▶ [Problem 1]
Rewrite the paragraph of the Union Station piece that begins "Maybe it's an American obsession with" as a shorter paragraph, keeping its main points.

▶ [Document passage]
::::

Union
Station
Why is
it that so many crime comics are set sometime in or around
the 1920s and ‘30s? I mean, Judd Winick’s Caper
had its maxi-series’ beginnings in the earlier part
of the 20th century; The Road to Perdition and subsequent
tie-ins from Max Allan Collins were Depression-Era; and Torso
from Bendis (all hail the man who writes half of Marvel’s
comics) was in the time of Elliot Ness, albeit being based
on true events he had little choice in the matter.
Maybe it’s an American obsession with
the time of cops and robbers; a time when buttonmen were
seen as often as a Starbuck’s and the only way you
knew a cop wasn’t dirty was if he was dead. For some
reason we love to tell our seedy stories near the time of
the Capones and Derringers, maybe to make the crime seem
more gentlemanly as we remember a world were gangsters sold
liquor instead of cocaine and if someone got plugged, they
probably did deserve it. I couldn’t say for sure.
But
yet again the 1930s appears in a comic about the illicit
doings of the underworld, this time in Union Station
from Oni Press.

::::

▶ [Task inputs]
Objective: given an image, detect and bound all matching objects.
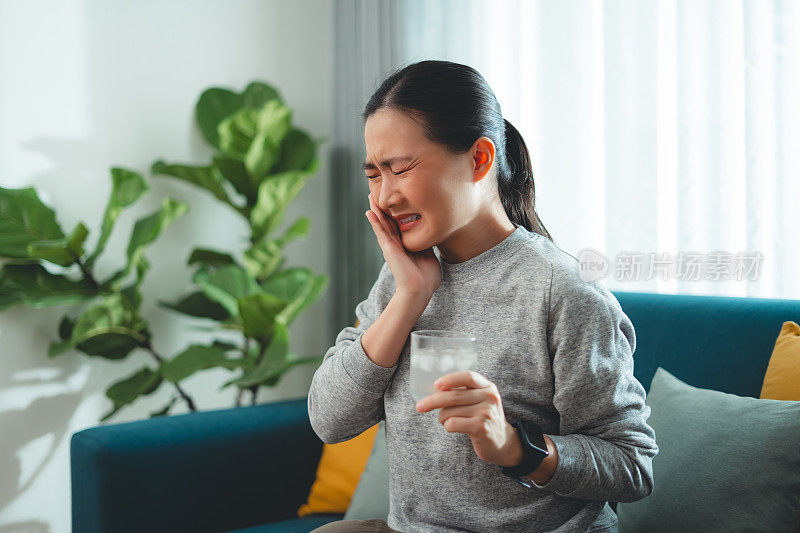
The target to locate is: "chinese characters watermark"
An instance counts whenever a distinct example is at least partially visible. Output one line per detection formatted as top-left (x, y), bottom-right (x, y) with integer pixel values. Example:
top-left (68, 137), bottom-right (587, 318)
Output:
top-left (577, 248), bottom-right (764, 282)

::::

▶ [Problem 2]
Render the records as a numbered list, starting at the first line and ending at the line containing "The target to", with blank lines omitted and the pictures left out.

▶ [Task result 1]
Perhaps Americans are fixated on the era of cops and robbers, when hitmen were everywhere and only a dead cop was surely clean. We may set our seedy stories in the days of the Capones and Derringers to make crime seem more gentlemanly, recalling gangsters who sold liquor rather than cocaine and victims who likely deserved it. The writer cannot say for sure.

▶ [Task result 2]
1. Objective: given an image, detect and bound all matching objects.
2. The target to locate is: "chinese characters watermark"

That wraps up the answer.